— Start Selected text —
DivX makes downloading movies easy. Should Hollywood be nervous?
November 1, 2002

Last summer’s first two blockbuster films, Spider-Man and Star Wars: Episode II-Attack of the Clones, played on more than 3,000 movie screens and grossed more than $100 million in their opening weeks. Impressive numbers. But not as impressive as the numbers generated by these movies’ actual opening nights.

A bootlegged copy of Spider-Man appeared on the Internet the day before the movie premiered in theaters. A copy of Attack of the Clones-as if to mock its title-was widely available a week before that movie’s scheduled release. From that virtual opening, which was accessible to half a billion people on their home computers, its Hollywood producers grossed exactly $0.

Many bootlegged movies are “cammers,” shot by digital cameras that had been sneaked into movie-screening rooms. The better copies are shot illicitly with cameras placed on tripods in the projection booth. The best ones are produced directly from studio prints or DVDs. Hopelessly dingy or surprisingly good, most of the copies have one feature in common. They are released in a format called DivX, a digital video-compression technology that shrinks movies into packages small enough to be sent over the Internet or stored on standard compact discs.

These Internet premieres mark a milestone in the long-anticipated “Napsterization” of the movie industry. Just as music file-sharing software allowed Internet users to send millions of bootlegged music files freely over the Web, DivX threatens to do the same for full-length films. “Hollywood’s worst nightmare has come true,” says Robert Batchelder, a research director in new media at Gartner, a consulting firm based in Stamford, CT. “You used to need a factory to make quality copies of movies. Now you just buy a computer with a CD burner.”

Indeed, the analogy to Napster is apt. A computer makes no distinction between music and movie downloads, which differ only in size. A CD can hold about 650 million bytes of recorded music. A movie, which is far bigger, requires a DVD holding about 4.7 billion bytes, roughly seven times the capacity of a CD. Files that large can be sent over the Internet only if they are compressed. Compression involves chopping out redundant data and using mathematical and visual tricks that shrink an elephant to the size of a mouse.

Of the dozens of data formats for playing video on the Internet, DivX, which debuted in late 1999, was among the first and it is still considered the best for handling feature length movies. Companies such as Apple Computer, RealNetworks, and Microsoft may have pioneered commercial video formats, but for a long time they thought movies were too big and their Internet audience too small to be of interest. So, while Apple, Real, and Microsoft were concentrating on serving up small video files and streaming media, DivX, specifically tailored to films, quickly became the format of choice for compressing movies.
— End Selected text —
— Start Records provided —
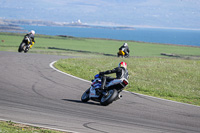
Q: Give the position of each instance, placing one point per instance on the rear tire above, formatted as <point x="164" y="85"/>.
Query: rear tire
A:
<point x="85" y="96"/>
<point x="21" y="47"/>
<point x="109" y="98"/>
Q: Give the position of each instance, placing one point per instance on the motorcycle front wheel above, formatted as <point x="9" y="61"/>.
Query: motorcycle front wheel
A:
<point x="85" y="96"/>
<point x="109" y="97"/>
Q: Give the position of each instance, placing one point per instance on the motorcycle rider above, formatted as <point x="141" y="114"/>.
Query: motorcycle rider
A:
<point x="125" y="49"/>
<point x="121" y="72"/>
<point x="30" y="35"/>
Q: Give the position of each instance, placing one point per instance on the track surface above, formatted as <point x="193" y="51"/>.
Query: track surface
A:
<point x="32" y="92"/>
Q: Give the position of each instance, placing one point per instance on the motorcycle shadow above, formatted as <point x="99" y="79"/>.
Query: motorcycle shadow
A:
<point x="79" y="101"/>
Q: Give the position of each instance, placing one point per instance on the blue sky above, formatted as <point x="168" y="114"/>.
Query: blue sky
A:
<point x="149" y="13"/>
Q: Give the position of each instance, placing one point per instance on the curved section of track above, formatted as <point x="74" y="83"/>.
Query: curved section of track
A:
<point x="32" y="92"/>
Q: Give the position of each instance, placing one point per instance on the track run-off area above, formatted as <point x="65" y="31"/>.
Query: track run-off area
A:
<point x="33" y="93"/>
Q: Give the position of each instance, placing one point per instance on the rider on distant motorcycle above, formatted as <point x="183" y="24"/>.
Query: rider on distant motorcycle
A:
<point x="30" y="35"/>
<point x="121" y="72"/>
<point x="125" y="49"/>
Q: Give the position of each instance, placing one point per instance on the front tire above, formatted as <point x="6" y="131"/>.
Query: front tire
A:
<point x="85" y="96"/>
<point x="109" y="97"/>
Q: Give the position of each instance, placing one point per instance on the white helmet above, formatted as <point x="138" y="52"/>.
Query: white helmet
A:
<point x="32" y="32"/>
<point x="125" y="44"/>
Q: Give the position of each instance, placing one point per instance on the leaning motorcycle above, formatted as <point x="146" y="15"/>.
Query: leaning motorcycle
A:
<point x="122" y="54"/>
<point x="106" y="96"/>
<point x="24" y="46"/>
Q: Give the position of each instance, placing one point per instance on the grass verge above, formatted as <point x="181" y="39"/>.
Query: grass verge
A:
<point x="11" y="127"/>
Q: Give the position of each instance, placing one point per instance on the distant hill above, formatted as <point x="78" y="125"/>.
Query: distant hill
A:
<point x="14" y="25"/>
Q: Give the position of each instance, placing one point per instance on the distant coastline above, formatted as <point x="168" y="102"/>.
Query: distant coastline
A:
<point x="13" y="25"/>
— End Records provided —
> [Set tasks]
a) From the DivX article, duplicate the passage starting at "Of the dozens" and ending at "for compressing movies.".
b) According to the DivX article, when did the DivX format debut?

> [Exercise responses]
a)
Of the dozens of data formats for playing video on the Internet, DivX, which debuted in late 1999, was among the first and it is still considered the best for handling feature length movies. Companies such as Apple Computer, RealNetworks, and Microsoft may have pioneered commercial video formats, but for a long time they thought movies were too big and their Internet audience too small to be of interest. So, while Apple, Real, and Microsoft were concentrating on serving up small video files and streaming media, DivX, specifically tailored to films, quickly became the format of choice for compressing movies.

b) In late 1999.